-- TASK LIST --
• 1. In the Accelo warranty terms, what does the Subscriber represent if it is an entity?
• 2. List every kind of change that the Accelo warranty terms say the policies may be revised to reflect.
• 3. Quote the stretch of the Accelo warranty terms from "Subscriber acknowledges the" through "place with third-parties.".

-- DOCUMENT EXTRACT --

--*--

Subscriber acknowledges the foregoing policies are subject to periodic revision to reflect changes in the Accelo Software and associated services, customer behavior, prevailing market conditions, as well as changes in agreements Accelo may have in place with third-parties.
a. Warranty. Accelo warrants it will use commercially reasonable efforts to provide the Software in a manner consistent with general industry standards reasonably applicable to the provision thereof and substantially in accordance with the online Accelo help documentation under normal use and circumstances and has sufficient right, title and interest in and to the Software to license the Software to Subscriber. Subscriber warrants its Registration Data and billing information provided is correct and it did not provide false information to gain access to the Software. If Subscriber is an entity, Subscriber represents it has the power and authority to enter into the Agreement.
b. Warranty Exceptions. Accelo shall have no warranty obligations for failures suffered by the Software to the extent caused by (i) interfacing third-party hardware or software or Access Hardware with the Software or (ii) computer programs or code that are not provided by Accelo (including, without limitation, any computer viruses and other malicious code). In addition, Accelo shall have no warranty obligations if Subscriber modifies or alters the Software in any way or is in material breach of the Agreement.

--*--

[Saved data entries]
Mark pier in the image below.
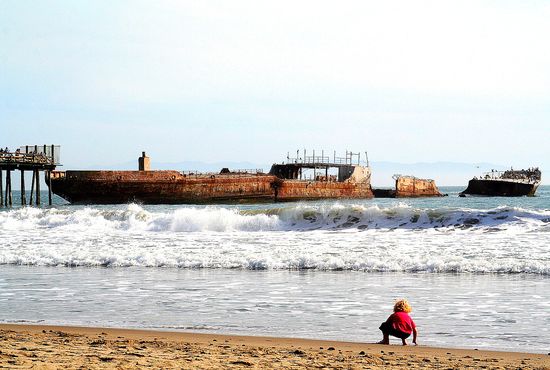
[0,145,60,207]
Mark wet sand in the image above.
[0,324,550,370]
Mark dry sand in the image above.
[0,324,550,370]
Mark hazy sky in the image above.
[0,0,550,178]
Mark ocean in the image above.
[0,186,550,353]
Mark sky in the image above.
[0,0,550,183]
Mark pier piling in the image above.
[35,170,40,206]
[21,170,27,206]
[46,171,52,206]
[0,145,60,207]
[29,170,36,206]
[6,170,13,207]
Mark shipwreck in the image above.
[47,150,441,204]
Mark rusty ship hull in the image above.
[47,171,373,204]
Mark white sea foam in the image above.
[0,203,550,232]
[0,203,550,275]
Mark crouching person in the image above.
[378,299,418,346]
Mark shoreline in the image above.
[0,324,550,370]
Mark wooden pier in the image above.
[0,145,59,207]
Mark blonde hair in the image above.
[393,299,412,313]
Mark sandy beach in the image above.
[0,324,550,369]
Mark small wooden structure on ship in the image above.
[0,145,60,207]
[270,149,369,182]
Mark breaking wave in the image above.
[0,203,550,232]
[0,203,550,276]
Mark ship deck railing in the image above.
[283,156,364,167]
[180,168,265,177]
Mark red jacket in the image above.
[386,311,416,334]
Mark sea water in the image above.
[0,186,550,353]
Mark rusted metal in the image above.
[395,176,443,198]
[48,150,441,204]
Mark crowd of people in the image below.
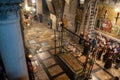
[79,34,120,69]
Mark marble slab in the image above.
[48,65,63,76]
[43,58,56,67]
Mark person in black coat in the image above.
[82,42,90,56]
[104,57,113,69]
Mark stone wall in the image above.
[64,0,77,31]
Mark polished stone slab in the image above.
[53,74,70,80]
[38,52,51,60]
[96,69,112,80]
[48,65,63,76]
[43,58,56,67]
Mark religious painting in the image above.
[46,0,55,14]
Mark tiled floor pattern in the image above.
[25,23,120,80]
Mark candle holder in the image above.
[115,13,120,24]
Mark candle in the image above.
[117,12,120,17]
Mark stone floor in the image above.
[24,19,120,80]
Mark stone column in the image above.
[0,0,29,80]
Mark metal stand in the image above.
[54,27,95,80]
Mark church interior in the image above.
[0,0,120,80]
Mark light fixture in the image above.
[80,0,85,4]
[115,8,119,12]
[33,8,36,12]
[25,5,30,11]
[28,54,32,58]
[31,0,36,4]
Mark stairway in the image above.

--*--

-- ANSWERS FOR THE TASKS --
• 1. It represents that it has the power and authority to enter into the Agreement.

• 2.
- Changes in the Accelo Software and associated services
- Changes in customer behavior
- Changes in prevailing market conditions
- Changes in agreements Accelo may have in place with third-parties

• 3.
Subscriber acknowledges the foregoing policies are subject to periodic revision to reflect changes in the Accelo Software and associated services, customer behavior, prevailing market conditions, as well as changes in agreements Accelo may have in place with third-parties.